*GIVEN PROBLEM A*. Rewrite everything from the start of the records down to the line containing "x=402, y=167" as a numbered list, leaving out any blank lines.

Keywords

1 Introduction

As the development of software industry, the scale of software can be increasing day by day. In a typical system environment of software development, the software is programmed by a development term. Once a software release is generated, it should be assigned to a testing term, which should verify the release meets the design specifications restrictly. A software release can be a small program, or a large integrated system consisted by a group of subsystems. The testing term tests the software by applying necessary operation to detect the potential defects, which can find the failures of the software against to the design specifications. Generally, the testing activity is limited by a pre-determined time and a pre-determined number of testers. However, it is not feasible to discover every potential defects in a finite software testing process (STP). Therefore, the software reliability attracts more and more attentions [1,2,3,4].

Software reliability can be defined as the probability that a software operates without any failure within a specified time by specified operating. Software reliability can be obtained from the testing progress during the software development [1]. When one defect is detected and repaired during STP, the potential defects in the code will decrease, which means the defect detection rate is against to the number of detected defects [2] as show in Fig. 1.

Fig. 1.
figure 1

Defect detection in software testing process.

Based on the detection defects, we can determine whether the program can be released, or more testing time is necessary. The number of failures can be used to estimate the software, which should be reported to our customers before operating the software [3]. The estimation can help us to evaluate the necessary time for software testing.

*RECORDS SHOWN*.
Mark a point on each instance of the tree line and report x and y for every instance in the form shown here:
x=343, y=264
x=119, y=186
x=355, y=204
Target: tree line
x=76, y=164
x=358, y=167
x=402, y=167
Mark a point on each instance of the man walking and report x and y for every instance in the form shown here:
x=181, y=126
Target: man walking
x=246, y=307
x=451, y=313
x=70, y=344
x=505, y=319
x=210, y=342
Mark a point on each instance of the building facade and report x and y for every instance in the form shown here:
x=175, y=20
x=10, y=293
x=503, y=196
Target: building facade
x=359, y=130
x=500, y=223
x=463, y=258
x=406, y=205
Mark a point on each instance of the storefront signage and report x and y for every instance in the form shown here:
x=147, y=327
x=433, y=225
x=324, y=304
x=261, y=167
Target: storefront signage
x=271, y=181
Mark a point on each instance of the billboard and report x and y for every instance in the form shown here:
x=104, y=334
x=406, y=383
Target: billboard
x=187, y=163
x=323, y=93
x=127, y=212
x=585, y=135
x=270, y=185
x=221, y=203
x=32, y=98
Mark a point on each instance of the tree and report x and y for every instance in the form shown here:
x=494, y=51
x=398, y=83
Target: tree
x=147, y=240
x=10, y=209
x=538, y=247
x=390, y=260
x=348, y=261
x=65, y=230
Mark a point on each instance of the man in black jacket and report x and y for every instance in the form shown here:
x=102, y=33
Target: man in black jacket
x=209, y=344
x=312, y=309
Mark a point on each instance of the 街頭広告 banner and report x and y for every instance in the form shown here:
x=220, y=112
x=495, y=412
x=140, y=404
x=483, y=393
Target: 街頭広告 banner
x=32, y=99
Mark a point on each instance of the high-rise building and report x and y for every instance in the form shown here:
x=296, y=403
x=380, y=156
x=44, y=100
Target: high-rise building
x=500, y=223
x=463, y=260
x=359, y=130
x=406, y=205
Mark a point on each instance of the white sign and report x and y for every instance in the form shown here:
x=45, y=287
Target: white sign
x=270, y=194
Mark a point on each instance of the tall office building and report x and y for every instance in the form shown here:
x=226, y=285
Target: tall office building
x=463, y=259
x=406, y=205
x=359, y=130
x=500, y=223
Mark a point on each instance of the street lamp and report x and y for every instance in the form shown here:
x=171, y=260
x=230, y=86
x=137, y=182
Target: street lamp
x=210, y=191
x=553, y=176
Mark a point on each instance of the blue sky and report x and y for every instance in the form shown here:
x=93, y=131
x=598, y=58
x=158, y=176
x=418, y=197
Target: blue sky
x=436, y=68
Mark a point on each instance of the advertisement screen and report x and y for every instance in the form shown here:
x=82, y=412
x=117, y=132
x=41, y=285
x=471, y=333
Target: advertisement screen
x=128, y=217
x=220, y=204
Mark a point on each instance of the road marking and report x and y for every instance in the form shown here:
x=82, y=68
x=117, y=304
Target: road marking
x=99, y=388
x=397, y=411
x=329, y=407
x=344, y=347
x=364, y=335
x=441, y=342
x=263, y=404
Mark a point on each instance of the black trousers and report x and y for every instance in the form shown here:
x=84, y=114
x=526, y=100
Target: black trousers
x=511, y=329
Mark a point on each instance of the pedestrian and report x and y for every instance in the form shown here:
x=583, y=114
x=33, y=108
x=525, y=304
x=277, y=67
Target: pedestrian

*GIVEN PROBLEM B*. According to the software testing introduction, what two limits does the testing activity generally face?

*EXPECTED OUTPUT A*.
1. Mark a point on each instance of the tree line and report x and y for every instance in the form shown here:
2. x=343, y=264
3. x=119, y=186
4. x=355, y=204
5. Target: tree line
6. x=76, y=164
7. x=358, y=167
8. x=402, y=167

*EXPECTED OUTPUT B*. A pre-determined time and a pre-determined number of testers.